(Aim of the exercise):
In each of the records below, change "truck cab" to "delivery van" and keep every other part of the lines the same.

Excerpts of bounding box data
━━━━━━━━
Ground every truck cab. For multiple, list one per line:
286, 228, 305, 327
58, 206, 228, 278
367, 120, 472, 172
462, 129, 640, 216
━━━━━━━━
(Reply):
Ground every delivery van. For multiple, list one per line:
286, 228, 305, 327
58, 206, 228, 278
367, 120, 472, 172
462, 129, 640, 216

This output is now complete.